The long-running, global geomagnetic disturbance index, \(\mathit{aa}\) (Mayaud, 1971), has recently been recalibrated to account for the geographic distribution of the component stations (Lockwood et al., 2018a). In this study, we use this \(\mathit{aa}_{H}\) index to analyse the relationship between geomagnetic storm intensity and storm duration over the past 150 years, further adding to our understanding of the climatology of geomagnetic activity. In particular, we construct and test a simple probabilistic forecast of storm duration based on storm intensity.
2 Data
Changes in magnetospheric current systems can result in magnetic fluctuations which can be measured at a number of stations around the world with ground-based magnetometers. These measurements are compiled into a variety of indices, including \(\mathit{aa}\), \(\mathit{Kp}\), \(\mathit{Dst}\) and \(\mathit{AE}\), which measure different properties of global geomagnetic activity. The \(\mathit{aa}\) index, created by Mayaud (1971), is based on the \(k\) values devised by Bartels, Heck, and Johnston (1939). The \(k\) values are made by ranking the range of variation in the observed horizontal or vertical field component (whichever gives the larger value) in each 3-hour period into one of 10 categories. These categories are defined by quasi-logarithmic limits based on the station’s proximity to the auroral oval and a \(k\) value of 0 to 9 is assigned. The \(\mathit{aa}\) index is a combination of measurements taken from two mid-latitude stations, in the UK and Australia, since 1868 which, by virtue of being in opposite hemispheres and roughly 10 hours apart in local time, provide a quasi-global measure of geomagnetic activity with particular sensitivity to the substorm current wedge (Lockwood, 2013).

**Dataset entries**
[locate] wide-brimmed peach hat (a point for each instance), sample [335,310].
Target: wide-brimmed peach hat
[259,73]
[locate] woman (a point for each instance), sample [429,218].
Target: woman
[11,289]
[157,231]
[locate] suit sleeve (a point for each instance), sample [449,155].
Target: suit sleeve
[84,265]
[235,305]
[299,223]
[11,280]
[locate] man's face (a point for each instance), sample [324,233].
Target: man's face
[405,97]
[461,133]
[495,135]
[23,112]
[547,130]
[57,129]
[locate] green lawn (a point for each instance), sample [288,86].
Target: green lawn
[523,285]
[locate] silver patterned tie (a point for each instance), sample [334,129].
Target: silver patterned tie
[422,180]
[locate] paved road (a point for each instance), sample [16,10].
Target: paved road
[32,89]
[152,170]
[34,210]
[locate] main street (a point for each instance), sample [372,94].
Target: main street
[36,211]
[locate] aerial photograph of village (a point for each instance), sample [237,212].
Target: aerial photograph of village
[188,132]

---

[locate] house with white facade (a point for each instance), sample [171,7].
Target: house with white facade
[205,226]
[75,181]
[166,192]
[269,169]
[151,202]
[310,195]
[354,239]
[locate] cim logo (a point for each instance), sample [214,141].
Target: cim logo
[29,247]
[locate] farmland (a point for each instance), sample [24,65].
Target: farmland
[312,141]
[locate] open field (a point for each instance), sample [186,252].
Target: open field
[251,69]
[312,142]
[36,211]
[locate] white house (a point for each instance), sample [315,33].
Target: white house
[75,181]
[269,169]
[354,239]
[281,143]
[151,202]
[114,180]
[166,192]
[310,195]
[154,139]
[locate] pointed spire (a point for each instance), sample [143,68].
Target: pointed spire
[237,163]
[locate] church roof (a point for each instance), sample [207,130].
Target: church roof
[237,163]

**Directions**
a – Which works does the geomagnetic index excerpt cite? Give each one once.
b – Can you quote the passage of the geomagnetic index excerpt that opens with the words containing "The long-running, global" and closes with "on storm intensity."?

**Task responses**
a – Mayaud (1971); Lockwood et al. (2018a); Bartels, Heck, and Johnston (1939); Lockwood (2013)

b –
The long-running, global geomagnetic disturbance index, \(\mathit{aa}\) (Mayaud, 1971), has recently been recalibrated to account for the geographic distribution of the component stations (Lockwood et al., 2018a). In this study, we use this \(\mathit{aa}_{H}\) index to analyse the relationship between geomagnetic storm intensity and storm duration over the past 150 years, further adding to our understanding of the climatology of geomagnetic activity. In particular, we construct and test a simple probabilistic forecast of storm duration based on storm intensity.